Exercise requirements: Format every line of the data below as a JSON list of strings, with one string per line. Leave out blank lines and the pictures.

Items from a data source
──────────────────────────────

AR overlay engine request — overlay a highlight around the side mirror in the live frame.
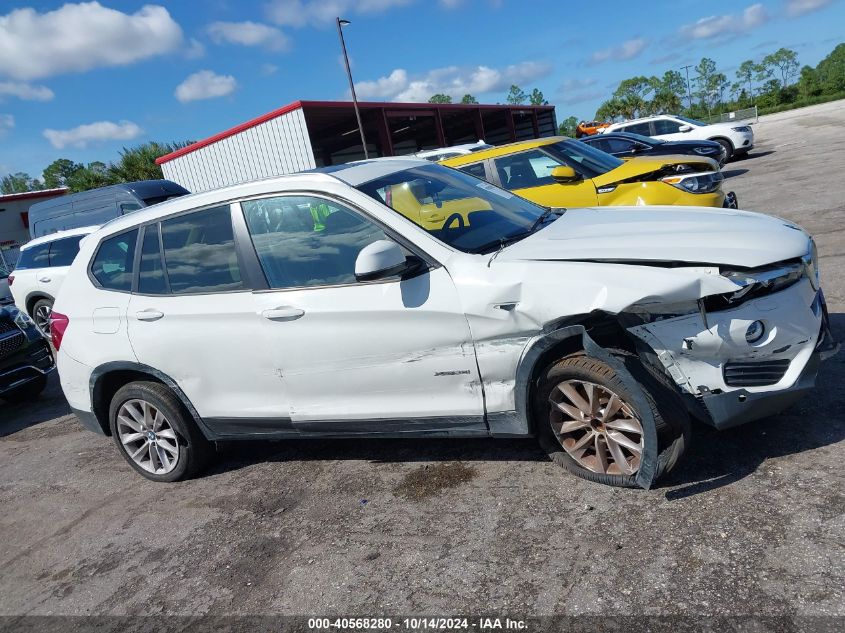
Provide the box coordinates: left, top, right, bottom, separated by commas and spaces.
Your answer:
355, 240, 408, 281
552, 165, 581, 185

──────────────────────────────

Written solution:
[
  "AR overlay engine request — overlay a highlight around the side mirror in the live frame.",
  "Provide the box coordinates: left, top, right, bottom, separated by commas and spaces.",
  "Your answer:",
  "355, 240, 408, 281",
  "552, 165, 581, 185"
]